> [Stated problem A]: In the forum thread on radiused ukulele fretboards, which strings does the beginning player say often go dead on barre chords?
> [Stated problem B]: Return the passage of the forum thread on radiused ukulele fretboards starting with "What Chuck is" and going on through "a larger neck.".

I was wondering the same thing about concerts..
 
I own a Mya Moe soprano and a baritone, both radiused, and feel no difference in ease of playability on either compared to my non-radiused sopranos and baritones.
 
I am a beginning player who is having difficulty with barre chords. I often get a dead C or E string.

Sorry, but you need to practice more and improve your technique. Your strength will develop in time. A radiused fret board is not a magical solution to poor technique.
 
What Chuck is talking about is often as simple as hand position or gripping too tight. If you try different hand positions, you might find something very comfortable that facilitates easy barre chords.
 
There is no benefit to a radius neck on a soprano. (How's that for a flat opinionated pronouncement?). In all seriousness, to the extent that a radius helps, it is with a larger neck.
 
Barre chords used to be impossible for me too. The trick is to get the barring finger as close to the fret as possible, and to try out different angles so that your finger is as comfortable as possible. Don't try and grip too tight, as Pippin suggests, especially on a soprano you shouldn't need to much pressure to fret properly.

Once it clicks it's very very satisfying because it opens up so many chords up the neck.

Just keep at it until it's natural.
 
But isn't the width of the neck generally the same whether it's soprano, concert or tenor? It seems that the value of a radius (or not) would be the same for a soprano as for a tenor. Unless making a bigger stretch to reach the frets is the thing that is making it difficult to barre on a bigger uke.

On the other hand, you probably will get more comfortable barring as you go on.

What does your luthier say?
 
Sorry, but you need to practice more and improve your technique. Your strength will develop in time. A radiused fret board is not a magical solution to poor technique.

I believe that Chuck has struck at the heart of the recent fretboard radius hullabaloo. A smaller radius should not be viewed as a panacea for poor technique.

In the OP's particular case, it is highly doubtful that you would feel much difference on a soprano neck - unless the radius was drastically small. I would, however, be sure that your instrument is properly set up. I find many beginner instruments to have obscenely high action at the nut, and since you probably spend the majority of your time in first position, this could make barre chords akin to the eighth labor of Hercules.

Once you get some mileage on the fretboard, you may very well decide that you prefer a different scale length, nut width, fretboard radius, etc - which is your prerogative.
 
Take the above advise to heart. A radiused fretboard is different, but not really better for any purpose. Barring chords is a challenge when you first start playing. Whichever fretboard you get, you've got to put in the time too learn. If you don't, there's no instrument, no option, and no string-set that will help.
 
Whichever fretboard you get, you've got to put in the time too learn. If you don't, there's no instrument, no option, and no string-set that will help.

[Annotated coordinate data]

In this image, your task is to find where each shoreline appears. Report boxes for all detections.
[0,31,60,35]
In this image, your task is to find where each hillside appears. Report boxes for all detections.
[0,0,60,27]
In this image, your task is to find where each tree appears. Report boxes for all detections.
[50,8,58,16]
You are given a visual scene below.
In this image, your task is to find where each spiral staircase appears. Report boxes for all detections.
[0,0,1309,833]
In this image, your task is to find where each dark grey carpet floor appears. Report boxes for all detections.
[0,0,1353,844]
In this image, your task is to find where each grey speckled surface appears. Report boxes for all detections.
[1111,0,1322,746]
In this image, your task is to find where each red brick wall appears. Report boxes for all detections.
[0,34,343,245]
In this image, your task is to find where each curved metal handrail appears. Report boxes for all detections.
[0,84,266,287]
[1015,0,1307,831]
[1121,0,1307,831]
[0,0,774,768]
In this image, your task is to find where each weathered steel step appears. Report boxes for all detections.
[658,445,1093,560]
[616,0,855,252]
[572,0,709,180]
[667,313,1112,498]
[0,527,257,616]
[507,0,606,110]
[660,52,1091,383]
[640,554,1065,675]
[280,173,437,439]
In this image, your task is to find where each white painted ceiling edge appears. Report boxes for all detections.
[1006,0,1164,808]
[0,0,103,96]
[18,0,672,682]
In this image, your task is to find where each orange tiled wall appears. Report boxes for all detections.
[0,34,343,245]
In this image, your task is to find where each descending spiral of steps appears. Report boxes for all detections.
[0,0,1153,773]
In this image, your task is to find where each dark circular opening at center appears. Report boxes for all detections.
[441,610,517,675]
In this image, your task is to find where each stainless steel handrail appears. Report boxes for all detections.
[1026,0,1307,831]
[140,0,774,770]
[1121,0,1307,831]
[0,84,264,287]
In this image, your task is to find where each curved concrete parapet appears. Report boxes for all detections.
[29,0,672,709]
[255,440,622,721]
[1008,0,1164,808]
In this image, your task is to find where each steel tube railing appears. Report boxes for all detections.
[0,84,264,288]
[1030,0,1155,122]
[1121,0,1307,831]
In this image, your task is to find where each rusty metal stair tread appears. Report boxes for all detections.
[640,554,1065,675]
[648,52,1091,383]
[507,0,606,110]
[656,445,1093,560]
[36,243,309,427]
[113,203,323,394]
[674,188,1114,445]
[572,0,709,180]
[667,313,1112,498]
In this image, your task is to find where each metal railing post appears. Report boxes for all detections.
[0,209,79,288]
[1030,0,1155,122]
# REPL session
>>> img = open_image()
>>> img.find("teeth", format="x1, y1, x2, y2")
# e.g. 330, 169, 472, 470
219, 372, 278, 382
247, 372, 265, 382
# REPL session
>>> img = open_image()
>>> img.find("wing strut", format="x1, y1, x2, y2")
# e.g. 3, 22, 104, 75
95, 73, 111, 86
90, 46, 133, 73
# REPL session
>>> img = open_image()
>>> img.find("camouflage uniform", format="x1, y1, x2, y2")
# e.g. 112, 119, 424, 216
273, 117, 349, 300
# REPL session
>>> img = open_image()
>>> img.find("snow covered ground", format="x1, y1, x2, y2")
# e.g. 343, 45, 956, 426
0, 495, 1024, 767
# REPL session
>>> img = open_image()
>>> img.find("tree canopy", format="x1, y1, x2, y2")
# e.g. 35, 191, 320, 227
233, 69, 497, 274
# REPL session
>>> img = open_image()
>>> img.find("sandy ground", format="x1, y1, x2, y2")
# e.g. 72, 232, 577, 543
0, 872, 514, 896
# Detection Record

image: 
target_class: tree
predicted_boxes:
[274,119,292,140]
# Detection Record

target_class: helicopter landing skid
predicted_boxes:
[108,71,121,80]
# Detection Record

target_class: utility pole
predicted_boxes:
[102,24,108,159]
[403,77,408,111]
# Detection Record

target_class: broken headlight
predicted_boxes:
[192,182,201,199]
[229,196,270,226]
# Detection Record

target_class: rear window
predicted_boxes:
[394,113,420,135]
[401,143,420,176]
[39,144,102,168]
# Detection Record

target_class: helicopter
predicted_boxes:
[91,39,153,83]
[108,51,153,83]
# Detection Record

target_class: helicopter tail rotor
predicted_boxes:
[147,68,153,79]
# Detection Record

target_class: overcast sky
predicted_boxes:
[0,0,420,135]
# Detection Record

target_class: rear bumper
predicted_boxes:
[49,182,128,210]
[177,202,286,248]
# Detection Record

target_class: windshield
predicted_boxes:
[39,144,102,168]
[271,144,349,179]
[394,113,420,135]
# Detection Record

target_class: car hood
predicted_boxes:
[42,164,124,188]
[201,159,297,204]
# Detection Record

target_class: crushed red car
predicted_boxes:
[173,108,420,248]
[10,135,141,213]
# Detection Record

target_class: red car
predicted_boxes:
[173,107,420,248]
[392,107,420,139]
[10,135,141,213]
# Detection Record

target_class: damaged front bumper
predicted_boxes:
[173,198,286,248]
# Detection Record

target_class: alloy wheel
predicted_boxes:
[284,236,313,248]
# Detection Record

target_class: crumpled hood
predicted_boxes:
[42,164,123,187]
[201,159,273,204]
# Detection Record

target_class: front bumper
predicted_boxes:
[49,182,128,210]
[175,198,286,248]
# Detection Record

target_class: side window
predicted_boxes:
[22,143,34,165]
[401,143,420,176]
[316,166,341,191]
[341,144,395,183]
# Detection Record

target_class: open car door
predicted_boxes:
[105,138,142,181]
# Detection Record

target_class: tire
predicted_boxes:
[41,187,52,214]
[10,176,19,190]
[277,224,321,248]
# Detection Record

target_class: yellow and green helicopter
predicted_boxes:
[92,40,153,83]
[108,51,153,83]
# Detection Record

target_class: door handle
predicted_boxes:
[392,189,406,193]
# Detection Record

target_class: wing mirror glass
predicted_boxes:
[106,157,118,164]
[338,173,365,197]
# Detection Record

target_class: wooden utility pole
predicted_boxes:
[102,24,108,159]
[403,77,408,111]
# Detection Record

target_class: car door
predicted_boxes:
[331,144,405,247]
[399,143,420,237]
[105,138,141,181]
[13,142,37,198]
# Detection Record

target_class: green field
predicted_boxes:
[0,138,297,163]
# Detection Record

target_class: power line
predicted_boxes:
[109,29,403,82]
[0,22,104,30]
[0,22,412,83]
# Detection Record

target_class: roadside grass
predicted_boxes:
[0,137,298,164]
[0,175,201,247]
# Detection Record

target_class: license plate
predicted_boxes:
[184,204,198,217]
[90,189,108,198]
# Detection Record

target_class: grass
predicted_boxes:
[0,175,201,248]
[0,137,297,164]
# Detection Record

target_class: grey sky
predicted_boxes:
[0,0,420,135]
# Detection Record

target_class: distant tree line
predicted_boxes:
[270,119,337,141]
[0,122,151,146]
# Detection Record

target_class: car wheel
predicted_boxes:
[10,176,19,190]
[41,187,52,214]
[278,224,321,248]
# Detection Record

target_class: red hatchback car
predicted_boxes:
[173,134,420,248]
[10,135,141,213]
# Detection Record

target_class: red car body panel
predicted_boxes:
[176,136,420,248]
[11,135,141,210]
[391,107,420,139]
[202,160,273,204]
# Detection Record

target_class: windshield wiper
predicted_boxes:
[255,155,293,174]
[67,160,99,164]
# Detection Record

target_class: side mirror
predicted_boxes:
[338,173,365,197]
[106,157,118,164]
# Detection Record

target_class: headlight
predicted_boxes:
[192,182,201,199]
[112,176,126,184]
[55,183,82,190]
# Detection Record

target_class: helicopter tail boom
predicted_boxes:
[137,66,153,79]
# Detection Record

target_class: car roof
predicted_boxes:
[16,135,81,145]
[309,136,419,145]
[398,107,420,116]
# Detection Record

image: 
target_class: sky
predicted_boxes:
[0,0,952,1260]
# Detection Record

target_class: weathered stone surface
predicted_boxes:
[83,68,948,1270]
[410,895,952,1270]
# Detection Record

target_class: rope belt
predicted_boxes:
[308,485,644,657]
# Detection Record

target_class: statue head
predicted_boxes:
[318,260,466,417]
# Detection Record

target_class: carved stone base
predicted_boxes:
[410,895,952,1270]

> [Output A]: The C or E string.

> [Output B]:
What Chuck is talking about is often as simple as hand position or gripping too tight. If you try different hand positions, you might find something very comfortable that facilitates easy barre chords.
 
There is no benefit to a radius neck on a soprano. (How's that for a flat opinionated pronouncement?). In all seriousness, to the extent that a radius helps, it is with a larger neck.